Short exercise »
Please rewrite the records below, swapping every "field scouting sheet" for "site survey log" and keeping everything else unchanged. Omit the pictures from your answer.

Stored data »

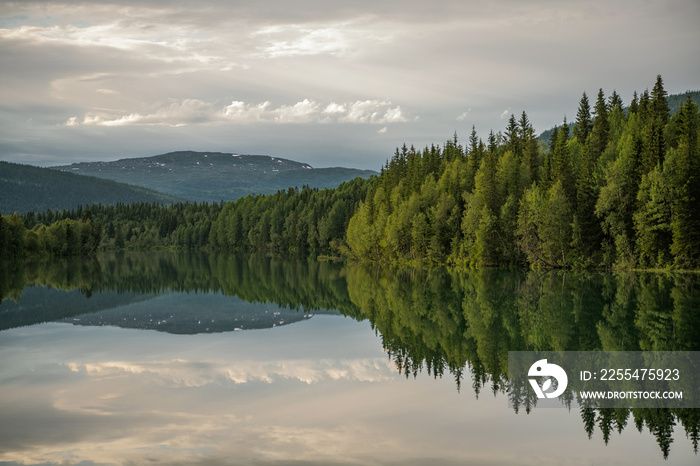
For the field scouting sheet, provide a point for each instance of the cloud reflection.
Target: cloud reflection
(179, 372)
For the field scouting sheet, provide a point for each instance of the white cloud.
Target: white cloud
(201, 373)
(198, 112)
(301, 112)
(463, 116)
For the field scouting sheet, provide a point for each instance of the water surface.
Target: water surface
(216, 359)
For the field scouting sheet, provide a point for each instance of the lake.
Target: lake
(177, 358)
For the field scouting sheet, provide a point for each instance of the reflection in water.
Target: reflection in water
(461, 323)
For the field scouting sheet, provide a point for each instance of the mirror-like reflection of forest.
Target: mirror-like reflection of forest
(443, 322)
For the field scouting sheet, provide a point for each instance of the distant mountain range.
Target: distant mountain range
(166, 178)
(215, 176)
(24, 188)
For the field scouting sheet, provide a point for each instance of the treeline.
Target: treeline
(25, 188)
(290, 221)
(618, 188)
(84, 230)
(309, 220)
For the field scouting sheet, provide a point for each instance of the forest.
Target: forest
(617, 188)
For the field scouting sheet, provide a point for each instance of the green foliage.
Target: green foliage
(215, 176)
(622, 192)
(24, 188)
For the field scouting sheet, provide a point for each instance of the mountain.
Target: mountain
(215, 176)
(24, 188)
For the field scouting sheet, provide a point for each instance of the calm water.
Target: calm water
(172, 358)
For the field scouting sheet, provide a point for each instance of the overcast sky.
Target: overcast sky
(331, 83)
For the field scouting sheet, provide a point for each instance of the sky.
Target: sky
(330, 83)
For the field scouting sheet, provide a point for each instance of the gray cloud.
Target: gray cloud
(109, 68)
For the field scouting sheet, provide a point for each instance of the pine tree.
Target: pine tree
(583, 120)
(601, 128)
(685, 225)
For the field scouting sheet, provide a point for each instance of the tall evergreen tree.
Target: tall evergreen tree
(583, 120)
(601, 128)
(685, 225)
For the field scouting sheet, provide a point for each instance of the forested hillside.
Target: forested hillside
(215, 176)
(24, 188)
(622, 189)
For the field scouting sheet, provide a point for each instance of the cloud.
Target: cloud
(201, 373)
(463, 116)
(198, 112)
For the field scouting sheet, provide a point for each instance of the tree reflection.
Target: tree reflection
(439, 321)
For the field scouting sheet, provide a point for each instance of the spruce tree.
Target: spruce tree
(583, 120)
(601, 128)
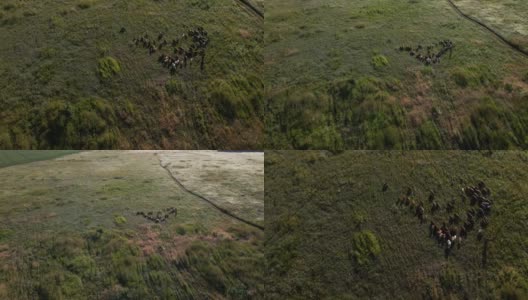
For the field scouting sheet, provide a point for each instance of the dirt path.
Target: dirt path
(502, 38)
(252, 7)
(222, 210)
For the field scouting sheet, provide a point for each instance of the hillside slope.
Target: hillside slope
(340, 75)
(336, 230)
(78, 75)
(114, 225)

Solution to the exercise »
For the site survey log, provide a point for each instance of the cloud reflection.
Target: cloud reflection
(179, 372)
For the site survey log, provide a point for each instance of the white cloud.
Target: white cloud
(201, 373)
(198, 112)
(301, 112)
(463, 116)
For the site survey log, provide a point for each instance of the water surface.
Target: water surface
(216, 359)
For the site survey log, provide a point for each instance of the lake.
Target: lake
(177, 358)
For the site survey log, provide a point for each instance of the reflection in water.
Target: reflection in water
(461, 323)
For the site survey log, provide a point for each instance of the mirror-like reflection of forest.
Target: mirror-like reflection of forest
(443, 322)
For the site survey log, provide a point for each instance of the distant mountain range.
Target: distant mountain range
(166, 178)
(215, 176)
(24, 188)
For the site survey log, provide a point for each instance of the treeline.
Target: treeline
(25, 188)
(290, 221)
(618, 188)
(84, 230)
(309, 220)
For the site survey log, provide a point for each instance of the forest.
Target: forest
(617, 188)
For the site survey log, provide a point for each instance of the green foliage.
Target: green foliage
(215, 176)
(622, 192)
(24, 188)
For the site survey log, provide a point for each instance of the mountain.
Target: mountain
(215, 176)
(24, 188)
For the site survey log, provide a point for each instance of the calm water.
Target: calm water
(172, 358)
For the site survey log, provide a point for each instance of the overcast sky.
Target: overcast sky
(331, 83)
For the site survey log, provide a point for each instance of the sky.
Target: sky
(330, 83)
For the site survey log, provide a point for each instance of the gray cloud.
Target: gray cloud
(109, 68)
For the site survey log, provide a point for each instance of the pine tree.
Target: pine tree
(583, 120)
(601, 128)
(685, 225)
For the site survey log, provide a point for each instance of the tall evergreen tree.
Target: tall evergreen tree
(583, 120)
(601, 128)
(685, 225)
For the site survey log, provide a point for each instance of the forested hillside.
Target: forested hillside
(215, 176)
(24, 188)
(622, 189)
For the site survey log, provide a point for each instance of the cloud.
Target: cloud
(201, 373)
(463, 116)
(198, 112)
For the site survey log, provide a point for each instance of the tree reflection.
Target: tree reflection
(439, 321)
For the site survey log, provide a point for each instance of the spruce tree.
Target: spruce tree
(583, 120)
(601, 128)
For the site survey log, provide a point for each instance of the dirt path.
Target: dirt path
(502, 38)
(252, 7)
(222, 210)
For the site survey log, provide a point for each instance of the hillside slope.
Target: hillside slope
(340, 75)
(336, 230)
(78, 75)
(114, 225)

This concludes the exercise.